Saturday, September 04, 2004

The Long, Long Corner

U.S. Job Growth Up in August, Still Not Robust
Unemployment edges down to 5.4%. Bush and Kerry both seize on the data while campaigning.

By Warren Vieth, LA Times Staff Writer

WASHINGTON — U.S. employers added a net 144,000 jobs to their payrolls in August and the nation's unemployment rate dropped a notch to 5.4%, the government said Friday in a report fraught with political and economic implications.

The pace of nonfarm hiring was double the previous month's and in line with economists' expectations, but not nearly fast enough to erase President Bush's remaining job deficit by year's end. Unless employment growth averages 228,250 a month from September through December, Bush will be the first post-Depression president to finish his term with fewer jobs than when he started.

"At the rate that this administration is creating jobs, you're not going to have a net plus-one job in the state of Ohio until the year 2011," Democratic nominee Sen. John F. Kerry told supporters during a stop in one of the nation's hardest-hit swing states. "I don't think this is something to celebrate. I think it's something to get to work on. I think it's something to change."

**Set of tasks**
• A. According to the jobs report article, why is the August pace of hiring not fast enough for President Bush? Answer in one to three sentences.
• B. In the jobs report article, what did the nation's unemployment rate drop to?
• C. Rewrite the part of the jobs report article between "By Warren Vieth, LA" and "and economic implications.", inclusive, swapping "employers" for "businesses".
Answer using only the jobs report article.

**Excerpts of location labeling data**
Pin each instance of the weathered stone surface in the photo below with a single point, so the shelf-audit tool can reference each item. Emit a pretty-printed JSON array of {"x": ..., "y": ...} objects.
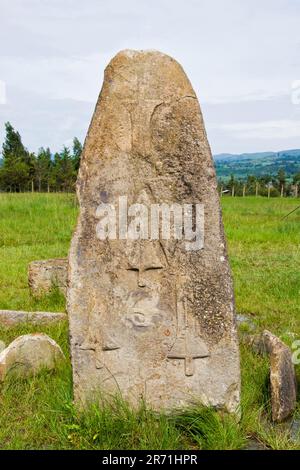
[
  {"x": 28, "y": 354},
  {"x": 150, "y": 319},
  {"x": 282, "y": 377},
  {"x": 16, "y": 317},
  {"x": 43, "y": 275}
]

**Exercise results**
• A. Unless employment growth averages 228,250 a month from September through December, Bush will be the first post-Depression president to finish his term with fewer jobs than when he started. The August pace was not nearly fast enough to erase his remaining job deficit by year's end.

• B. It dropped to 5.4%.

• C.
By Warren Vieth, LA Times Staff Writer

WASHINGTON — U.S. businesses added a net 144,000 jobs to their payrolls in August and the nation's unemployment rate dropped a notch to 5.4%, the government said Friday in a report fraught with political and economic implications.